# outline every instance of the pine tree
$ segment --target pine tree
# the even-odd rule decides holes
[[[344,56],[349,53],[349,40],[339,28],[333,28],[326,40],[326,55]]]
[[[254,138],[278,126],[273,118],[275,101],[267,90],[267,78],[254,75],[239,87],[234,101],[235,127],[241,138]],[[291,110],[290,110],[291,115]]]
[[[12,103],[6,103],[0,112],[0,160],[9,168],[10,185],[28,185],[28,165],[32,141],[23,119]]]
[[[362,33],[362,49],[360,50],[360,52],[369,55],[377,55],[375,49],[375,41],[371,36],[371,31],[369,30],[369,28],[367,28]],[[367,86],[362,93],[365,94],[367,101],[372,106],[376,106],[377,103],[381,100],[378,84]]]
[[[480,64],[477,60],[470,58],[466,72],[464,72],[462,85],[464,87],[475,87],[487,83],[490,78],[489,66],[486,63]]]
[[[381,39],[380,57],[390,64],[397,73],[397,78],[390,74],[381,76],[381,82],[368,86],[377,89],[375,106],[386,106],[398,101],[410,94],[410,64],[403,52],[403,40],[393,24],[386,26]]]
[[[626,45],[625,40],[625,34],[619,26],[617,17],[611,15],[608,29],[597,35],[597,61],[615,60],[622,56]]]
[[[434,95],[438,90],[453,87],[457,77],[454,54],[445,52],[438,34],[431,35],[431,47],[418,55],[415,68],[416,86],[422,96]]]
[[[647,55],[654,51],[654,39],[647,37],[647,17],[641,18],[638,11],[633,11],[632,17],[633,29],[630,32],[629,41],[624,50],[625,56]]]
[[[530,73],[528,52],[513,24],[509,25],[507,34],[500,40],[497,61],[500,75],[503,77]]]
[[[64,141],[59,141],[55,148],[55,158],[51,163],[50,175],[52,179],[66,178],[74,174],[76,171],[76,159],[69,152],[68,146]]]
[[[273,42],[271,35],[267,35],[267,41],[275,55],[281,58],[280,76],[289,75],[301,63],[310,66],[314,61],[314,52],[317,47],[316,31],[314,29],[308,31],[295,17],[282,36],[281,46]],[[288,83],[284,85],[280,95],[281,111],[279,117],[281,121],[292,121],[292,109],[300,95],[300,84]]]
...
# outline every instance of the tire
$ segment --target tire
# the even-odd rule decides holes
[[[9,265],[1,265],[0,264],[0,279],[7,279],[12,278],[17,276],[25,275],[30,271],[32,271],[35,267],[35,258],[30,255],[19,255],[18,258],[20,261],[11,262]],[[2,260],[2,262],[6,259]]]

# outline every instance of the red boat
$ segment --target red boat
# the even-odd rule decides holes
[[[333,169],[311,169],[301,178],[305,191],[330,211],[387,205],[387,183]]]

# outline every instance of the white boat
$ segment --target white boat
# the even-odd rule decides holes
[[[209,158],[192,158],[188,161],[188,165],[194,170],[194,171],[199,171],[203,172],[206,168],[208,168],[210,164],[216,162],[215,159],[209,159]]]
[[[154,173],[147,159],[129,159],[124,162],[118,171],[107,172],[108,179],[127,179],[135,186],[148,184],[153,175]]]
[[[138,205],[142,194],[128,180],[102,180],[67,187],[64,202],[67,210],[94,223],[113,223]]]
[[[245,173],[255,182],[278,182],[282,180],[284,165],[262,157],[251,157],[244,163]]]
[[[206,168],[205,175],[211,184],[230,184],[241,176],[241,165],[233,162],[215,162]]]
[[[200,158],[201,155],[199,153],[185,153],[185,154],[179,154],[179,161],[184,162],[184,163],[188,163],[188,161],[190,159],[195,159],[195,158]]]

EXERCISE DETAILS:
Locate each line of the material above that contains the string "target" and copy those lines out. Uppercase and lowercase letters count as different.

REPLY:
$ segment --target pine tree
$ segment --target tire
$ segment --target red boat
$ segment --target white boat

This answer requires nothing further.